■ REQUIREMENT: Report every line in the entries below that contains the string "Target".

■ MATERIAL PROVIDED:

━━━

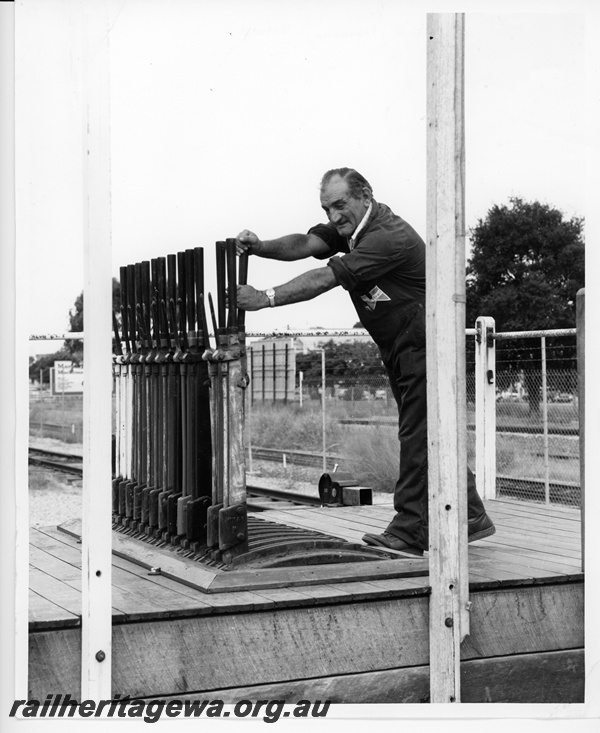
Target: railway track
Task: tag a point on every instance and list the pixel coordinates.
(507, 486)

━━━

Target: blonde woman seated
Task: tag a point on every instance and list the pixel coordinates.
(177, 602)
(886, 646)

━━━

■ REPLY TO THE EXERCISE:
Target: railway track
Target: blonde woman seated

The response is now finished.